**Cel zadania:**
Przekształć w tabelę Markdown z kolumnami „Nr” i „Wiersz” tylko fragment listingu, który zaczyna się od wiersza zawierającego „QA review pass — verify and re-annotate the brick”, a kończy na wierszu zawierającym „xmin=1016 ymin=489 xmax=1130 ymax=536”. W kolumnie „Nr” wpisz kolejny numer wiersza, a puste wiersze pomiń.

:::

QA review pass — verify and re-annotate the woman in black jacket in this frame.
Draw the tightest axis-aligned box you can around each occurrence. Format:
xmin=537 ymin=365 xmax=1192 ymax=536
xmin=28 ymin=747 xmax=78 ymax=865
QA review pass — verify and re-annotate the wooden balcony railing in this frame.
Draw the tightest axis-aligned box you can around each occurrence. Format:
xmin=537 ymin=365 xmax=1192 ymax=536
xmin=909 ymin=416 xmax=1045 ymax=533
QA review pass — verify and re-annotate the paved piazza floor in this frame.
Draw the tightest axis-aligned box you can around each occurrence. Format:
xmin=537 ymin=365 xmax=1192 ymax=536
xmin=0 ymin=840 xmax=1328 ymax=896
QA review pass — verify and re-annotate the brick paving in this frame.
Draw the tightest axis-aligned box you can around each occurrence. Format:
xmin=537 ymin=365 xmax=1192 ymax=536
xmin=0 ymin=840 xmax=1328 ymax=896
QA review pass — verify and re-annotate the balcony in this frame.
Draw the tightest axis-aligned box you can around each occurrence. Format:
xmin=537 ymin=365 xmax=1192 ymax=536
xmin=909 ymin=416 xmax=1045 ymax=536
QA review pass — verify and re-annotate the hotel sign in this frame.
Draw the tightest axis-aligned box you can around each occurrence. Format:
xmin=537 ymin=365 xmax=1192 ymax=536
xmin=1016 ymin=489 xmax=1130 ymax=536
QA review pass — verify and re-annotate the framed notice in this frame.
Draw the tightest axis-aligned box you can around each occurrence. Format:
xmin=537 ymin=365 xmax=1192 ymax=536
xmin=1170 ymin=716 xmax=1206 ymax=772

:::

**Wynik zadania:**
| Nr | Wiersz |
|---|---|
| 1 | QA review pass — verify and re-annotate the brick paving in this frame. |
| 2 | Draw the tightest axis-aligned box you can around each occurrence. Format: |
| 3 | xmin=537 ymin=365 xmax=1192 ymax=536 |
| 4 | xmin=0 ymin=840 xmax=1328 ymax=896 |
| 5 | QA review pass — verify and re-annotate the balcony in this frame. |
| 6 | Draw the tightest axis-aligned box you can around each occurrence. Format: |
| 7 | xmin=537 ymin=365 xmax=1192 ymax=536 |
| 8 | xmin=909 ymin=416 xmax=1045 ymax=536 |
| 9 | QA review pass — verify and re-annotate the hotel sign in this frame. |
| 10 | Draw the tightest axis-aligned box you can around each occurrence. Format: |
| 11 | xmin=537 ymin=365 xmax=1192 ymax=536 |
| 12 | xmin=1016 ymin=489 xmax=1130 ymax=536 |